* START Source *

Hi, I'm still getting the error with "started_at" with v1.0.3-beta3@e474b4e . I didn't see the bug on the release notes, but the diff looks like the fix included?

Joerg-Tech avatar Aug 05 '25 06:08 Joerg-Tech

Hi, I'm still getting the error with "started_at" with v1.0.3-beta3@e474b4e . I didn't see the bug on the release notes, but the diff looks like the fix included?

I can confirm that. Issue still happens with v1.0.3-beta3 As far as I can tell, the fix implemented in #8488 only covers the cicd_job_convertor. It seems that this also needs to be added to the cicd_job_extractor.

* END Source *

- **Exercise description**: Resume the forum thread about the "started_at" error, picking up right after its last post.

* START Data entries *

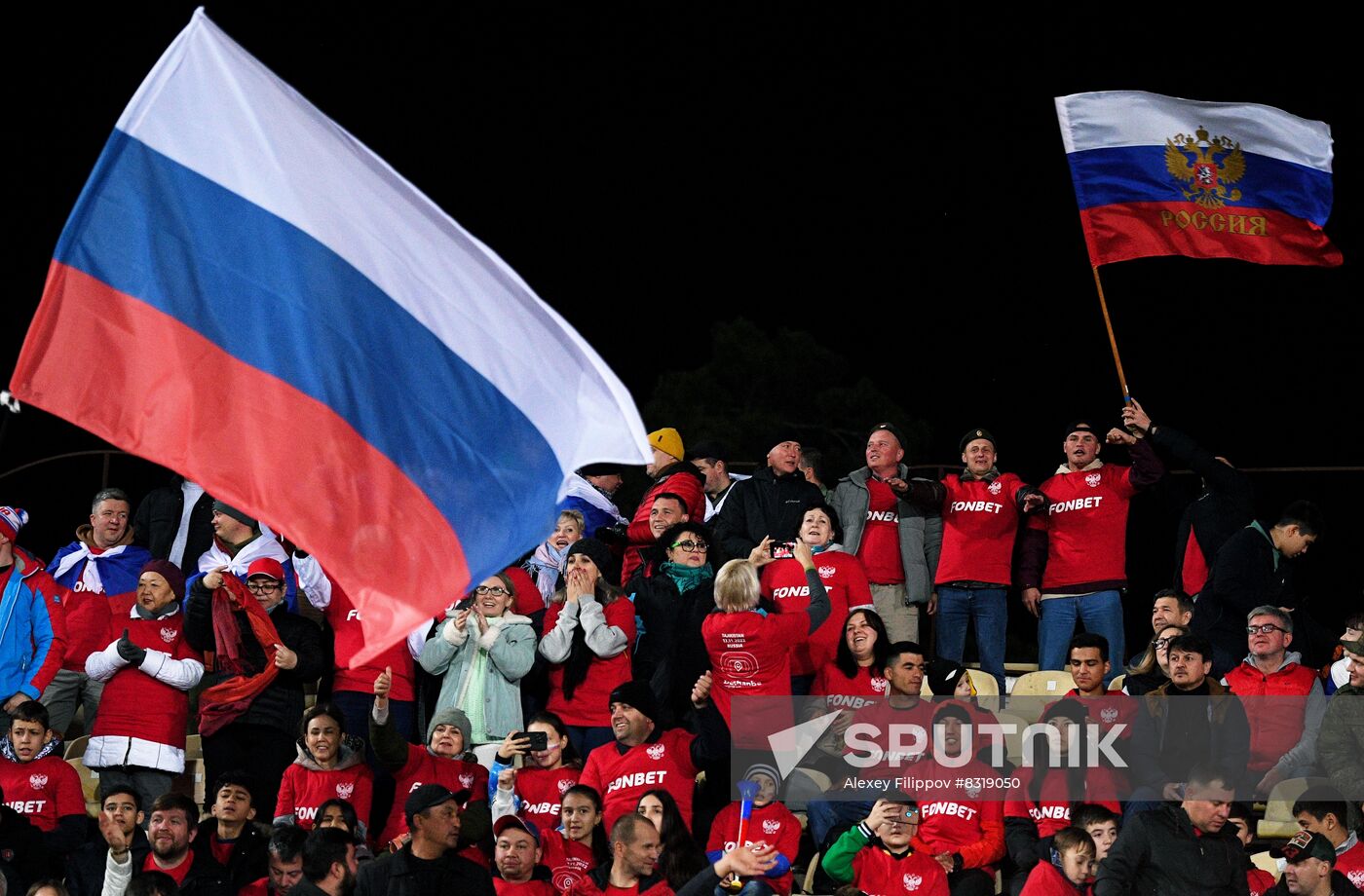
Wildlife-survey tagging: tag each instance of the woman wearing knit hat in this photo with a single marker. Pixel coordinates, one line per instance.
(588, 636)
(481, 653)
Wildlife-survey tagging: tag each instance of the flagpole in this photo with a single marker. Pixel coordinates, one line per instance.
(1118, 361)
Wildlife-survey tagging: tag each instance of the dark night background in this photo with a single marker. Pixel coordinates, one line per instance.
(876, 201)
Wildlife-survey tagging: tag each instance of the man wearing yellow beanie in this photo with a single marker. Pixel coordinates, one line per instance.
(671, 475)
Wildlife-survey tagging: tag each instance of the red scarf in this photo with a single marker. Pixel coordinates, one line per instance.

* END Data entries *

- **Result of this task**:
Example Stacktrace
attached stack trace
  -- stack trace:
  | github.com/apache/incubator-devlake/core/runner.RunPluginSubTasks
  | 	/app/core/runner/run_task.go:333
  | github.com/apache/incubator-devlake/core/runner.RunPluginTask
  | 	/app/core/runner/run_task.go:165
  | github.com/apache/incubator-devlake/core/runner.RunTask
  | 	/app/core/runner/run_task.go:139
  | github.com/apache/incubator-devlake/server/services.runTaskStandalone
  | 	/app/server/services/task_runner.go:114
  | github.com/apache/incubator-devlake/server/services.RunTasksStandalone.func1
  | 	/app/server/services/task.go:187
Wraps: (2) subtask Extract Jobs ended unexpectedly
Wraps: (3) attached stack trace
  -- stack trace:
  | github.com/apache/incubator-devlake/helpers/pluginhelper/api.(*ApiExtractor).Execute
  | 	/app/helpers/pluginhelper/api/api_extractor.go:134
  | [...repeated from below...]
Wraps: (4) error adding result to batch (500)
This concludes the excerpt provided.